### TESTO SELEZIONATO

────────

Con Cinema d'autore intendiamo un compartimento (troppo) stagno limitato a un numero risicatissimo di generi convenzionali, in particolare il drammatico e il sentimentale.

 

La sua principale specificità è la presenza di un canone rappresentativo univoco legato, per l'appunto, a un dato autore.

Un canone che si allontana dagli stilemi ritenuti tradizionali, cercando di creare una poetica, sia formale che contenutistica, personale e unica.

 

Lo scarto con il metodo di rappresentazione classico può essere dato da diversi elementi, volti in ogni caso ad attuare una certa sperimentazione nei confronti del modello consolidato.

 

Caratteristica centrale è anche la presenza di un piano ulteriore a quello semplicemente narrativo.

Raramente il Cinema d'autore smette di creare significato conclusa la trama.

 

Implicito o esplicito che sia è di norma presente, seppur non sia indispensabile, un livello altro, concettuale, in grado di andare oltre la comprensione fattuale delle vicende.

 

Questa seconda dimensione, che talvolta sfocia nel metafisico, aleggia costantemente durante la visione per poi esplodere dopo il suo termine.

 

Ciò rende possibili infinite speculazioni, anche in contrasto con la volontà dell'autore, che spesso risultano essere un succulento amo per la raffinata bocca di alcuni critici.

  

 

[Michelangelo Antonioni, qui con Monica Vitti]

 

Sull'altro versante troviamo invece il tanto bistrattato Cinema di genere.

 

Con tale termine, impiegato in maniera non univoca, ci riferiamo a una grande rosa di pellicole ritenute, a torto o a ragione, inferiori rispetto al Cinema d'autore.

Si tratta, infatti, di un Cinema considerato popolare in quanto facilmente fruibile, aderente a codifiche stilistiche e contenutistiche ben metabolizzate.

 

Nei suoi ranghi rientrano alcuni dei generi più diffusi, dall'horror alla commedia, dalla fantascienza al western, dal fantasy al giallo.

 

Sceglierne uno di questi, nella realizzazione di una pellicola, significa, sommariamente, partire con gli sfavori della critica e con i favori del pubblico.

 

E qui è bene aprire una breve parentesi.

 

È chiaro come questa sia una riflessione che abbraccia decenni e decenni di Storia del Cinema, e che quindi eviterà di soffermarsi su voci singole e sparute.

Ricorreremo dunque ad alcune semplificazioni, come quella presentata poche righe più in alto, basandoci su alcune macro-tendenze storiche.

 

Precisato ciò, ritorniamo al nostro discorso, passando ad altri aspetti.

 

Benché alcune pellicole afferiscano integralmente a un dato genere, è risaputo come questa suddivisione sia solamente convenzionale, e come esistano moltissime opere ibride.

 

Ci troviamo dunque dinnanzi a una classificazione imperfetta, raramente esaustiva, che può esserci utile solo in maniera marginale.

────────

### DA SVOLGERE
- 1) Secondo il testo selezionato, a quali generi in particolare è limitato il Cinema d'autore?
- 2) Riassumi il testo selezionato in due frasi.
Le voci riportate qui sotto non hanno alcun ruolo in questo lavoro.

### VOCI ESTRATTE

────────

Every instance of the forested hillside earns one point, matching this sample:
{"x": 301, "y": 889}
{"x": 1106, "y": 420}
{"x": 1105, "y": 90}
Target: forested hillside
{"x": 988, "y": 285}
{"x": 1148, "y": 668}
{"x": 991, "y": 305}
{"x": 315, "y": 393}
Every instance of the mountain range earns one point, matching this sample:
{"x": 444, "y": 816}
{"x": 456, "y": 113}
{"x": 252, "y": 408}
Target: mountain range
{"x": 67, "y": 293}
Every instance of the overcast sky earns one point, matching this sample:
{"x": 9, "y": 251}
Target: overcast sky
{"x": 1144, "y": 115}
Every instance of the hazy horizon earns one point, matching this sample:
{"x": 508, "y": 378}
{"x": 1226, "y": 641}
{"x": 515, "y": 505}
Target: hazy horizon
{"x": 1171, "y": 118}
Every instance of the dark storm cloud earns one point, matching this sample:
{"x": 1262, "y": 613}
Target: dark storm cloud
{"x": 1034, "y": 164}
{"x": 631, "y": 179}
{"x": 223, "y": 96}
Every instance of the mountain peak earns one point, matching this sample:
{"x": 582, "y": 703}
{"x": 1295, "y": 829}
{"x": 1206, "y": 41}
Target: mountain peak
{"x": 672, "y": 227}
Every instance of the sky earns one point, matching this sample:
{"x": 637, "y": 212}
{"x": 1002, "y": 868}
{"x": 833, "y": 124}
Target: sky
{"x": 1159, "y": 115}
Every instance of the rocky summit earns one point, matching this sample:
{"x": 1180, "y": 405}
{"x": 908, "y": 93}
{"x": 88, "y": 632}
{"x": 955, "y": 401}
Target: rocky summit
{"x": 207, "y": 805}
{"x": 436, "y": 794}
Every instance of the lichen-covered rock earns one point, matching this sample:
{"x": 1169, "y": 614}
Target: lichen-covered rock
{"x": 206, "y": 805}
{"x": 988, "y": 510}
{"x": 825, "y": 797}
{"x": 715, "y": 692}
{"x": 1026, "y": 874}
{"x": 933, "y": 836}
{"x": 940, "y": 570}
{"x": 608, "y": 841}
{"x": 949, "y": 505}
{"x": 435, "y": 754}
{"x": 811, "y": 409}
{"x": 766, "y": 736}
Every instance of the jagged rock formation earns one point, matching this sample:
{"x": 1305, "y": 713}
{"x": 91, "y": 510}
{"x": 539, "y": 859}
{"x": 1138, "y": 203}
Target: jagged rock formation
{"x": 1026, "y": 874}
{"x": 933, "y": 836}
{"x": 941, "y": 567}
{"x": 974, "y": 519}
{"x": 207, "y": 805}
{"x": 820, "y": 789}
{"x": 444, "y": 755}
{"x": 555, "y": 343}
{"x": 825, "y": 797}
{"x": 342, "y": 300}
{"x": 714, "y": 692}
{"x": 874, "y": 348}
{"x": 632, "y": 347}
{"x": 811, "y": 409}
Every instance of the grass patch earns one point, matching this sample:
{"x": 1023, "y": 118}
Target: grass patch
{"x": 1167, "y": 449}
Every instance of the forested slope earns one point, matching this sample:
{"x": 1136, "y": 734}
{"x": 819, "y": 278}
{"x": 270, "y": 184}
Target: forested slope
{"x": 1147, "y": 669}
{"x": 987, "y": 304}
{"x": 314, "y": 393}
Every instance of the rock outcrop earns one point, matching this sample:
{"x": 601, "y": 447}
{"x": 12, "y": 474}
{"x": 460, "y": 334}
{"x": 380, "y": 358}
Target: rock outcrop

────────

### SOLUZIONI
- 1) Al drammatico e al sentimentale.

- 2) Il Cinema d'autore si fonda su un canone personale legato a un dato autore, che si allontana dal modello tradizionale e di norma aggiunge alla trama un livello concettuale capace di suscitare molte speculazioni. Il Cinema di genere, ritenuto inferiore ma popolare perché facilmente fruibile, comprende generi diffusi come l'horror, la commedia e il western, anche se la suddivisione in generi è solo convenzionale e imperfetta.